● **Document section**:
****************************************

After this earnings report, I’m shifting to bearish outright. When a stock loses a third of its value after hours, a lot of confidence is taken with it.

The last 12 months for Novavax shares featured a stair-step down to disaster. This time last year, the company was challenging $270 per share. It would eventually break $270 in September.

After that, however, the company fell, plateaued, and then staged a brief recovery before falling once again. Now, the company hovers around the $40 per share mark.

Wall Street’s Price Predictions for NVAX Stock

Turning to Wall Street, Novavax has a Moderate Buy consensus rating. That’s based on seven Buys, one Hold, and one Sell assigned in the past three months. The average Novavax price target of $124.83 implies 118.04% upside potential.

Analyst price targets range from a low of $35 per share to a high of $190 per share. However, these numbers are likely going to change soon following today’s earnings report.

Investor Sentiment is Facing a General Decline

Novavax has very little support from investors overall. The company currently has a 3 out of 10 Smart Score on TipRanks. That’s the highest level of “underperform.” It suggests that Novavax is more likely to lag the broader market than it is to outperform it. Several key metrics of investor sentiment demonstrate their agreement with that notion.

Meanwhile, insider trading is showing some signs of a turnaround. While the last 12 months are heavily Sell-weighted, the last three months are leaning more toward a Buy. The last Sell transaction was recorded in March 2022. May 2022, meanwhile, featured nine Buy transactions.

Going back to the last 12 months, though, shows something quite different. Overall, Novavax saw 38 Sell transactions compared to just 17 Buys.

Missed Opportunities and a Shifting Market

A few months back, Novavax was in a position that was potentially much better than it is today. The company had one of the few COVID-19 vaccines on the market, which should have given it a grand welcome. The problem for Novavax, however, is that it came out with that vaccine well behind several of its competitors in the field. That includes Pfizer (PFE), Moderna (MRNA), and even Johnson & Johnson (JNJ). It was the fourth COVID-19 shot authorized in the United States for adult use.

With the first-mover advantage long since gone and demand starting to wane before Novavax could even get its product to market, it’s been on the back foot ever since. That would be bad enough by itself, but the hits just kept on coming.

****************************************

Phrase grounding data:
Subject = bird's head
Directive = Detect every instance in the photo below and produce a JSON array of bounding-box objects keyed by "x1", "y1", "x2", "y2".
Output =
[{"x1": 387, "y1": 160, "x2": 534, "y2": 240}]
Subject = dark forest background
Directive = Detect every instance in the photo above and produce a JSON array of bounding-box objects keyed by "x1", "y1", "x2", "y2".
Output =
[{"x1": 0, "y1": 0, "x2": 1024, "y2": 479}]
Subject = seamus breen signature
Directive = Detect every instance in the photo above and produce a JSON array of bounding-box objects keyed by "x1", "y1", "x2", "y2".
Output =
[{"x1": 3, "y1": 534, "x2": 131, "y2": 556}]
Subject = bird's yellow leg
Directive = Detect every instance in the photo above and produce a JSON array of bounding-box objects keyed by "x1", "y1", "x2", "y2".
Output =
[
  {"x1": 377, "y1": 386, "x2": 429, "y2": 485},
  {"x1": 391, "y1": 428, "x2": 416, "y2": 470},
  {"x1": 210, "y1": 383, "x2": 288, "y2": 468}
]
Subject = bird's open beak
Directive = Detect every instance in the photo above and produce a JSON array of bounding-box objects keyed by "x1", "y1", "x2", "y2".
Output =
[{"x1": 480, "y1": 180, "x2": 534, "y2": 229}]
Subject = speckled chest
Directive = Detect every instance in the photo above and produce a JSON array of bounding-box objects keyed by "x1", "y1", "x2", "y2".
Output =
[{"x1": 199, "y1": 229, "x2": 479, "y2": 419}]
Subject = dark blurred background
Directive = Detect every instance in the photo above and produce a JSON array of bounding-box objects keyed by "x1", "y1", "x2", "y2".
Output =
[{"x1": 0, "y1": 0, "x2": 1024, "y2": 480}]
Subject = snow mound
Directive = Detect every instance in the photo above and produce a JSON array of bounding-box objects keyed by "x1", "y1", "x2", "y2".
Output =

****************************************

● **Exercise instructions**:
A) Output the passage of the Novavax stock article starting at "Wall Street’s Price" and ending at "today’s earnings report.", word for word.
B) Finish out the next part of the Novavax stock article, picking up after its final sentence.

● **Results of the exercise**:
A)
Wall Street’s Price Predictions for NVAX Stock

Turning to Wall Street, Novavax has a Moderate Buy consensus rating. That’s based on seven Buys, one Hold, and one Sell assigned in the past three months. The average Novavax price target of $124.83 implies 118.04% upside potential.

Analyst price targets range from a low of $35 per share to a high of $190 per share. However, these numbers are likely going to change soon following today’s earnings report.

B)
Just weeks ago, the European Medicines Agency identified “severe allergic reactions” as part of the side effects roster for Novavax’s vaccine. That likely turned around at least some consumers who might have taken an interest. Moreover, a shift in public perception around the pandemic itself is leaving vaccine makers in an increasingly untenable position.

The public, likely noticing the decline in death rates but the still-high case rates, is starting to question whether anything can truly be done to halt the pandemic as it is. When even twice-vaccinated President Biden can come down with the disease, recover only days later, and then catch it again just days after that, many people think: what is the point of a vaccine?

COVID-19’s history of frequent mutations has also prompted potential buyers to reconsider; will a vaccine work as well against a newly-mutated virus?

That’s not a perception that bodes well for vaccine vendors – especially not vaccine vendors that missed out on the first round of interested customers who stepped up to get their shots early.

Conclusion: Novavax’s Bad Results Can Continue

The numbers were a disaster for Novavax. It’s not the first time that the numbers have been bad, and it likely won’t be the last. CEO Stanley Erck noted that the company isn’t expecting any new revenue from the U.S. market or from the international alliance COVAX for the rest of the year. This doesn’t hold out a lot of hope for the current numbers to turn around. 

However, there is a possibility for recovery. The company is trading near its lowest price targets and has established lows for the year. It can go up, but it’s going to need something to drive it, and right now, it’s hard to see what that something is. That’s why I’m bearish on Novavax, going forward.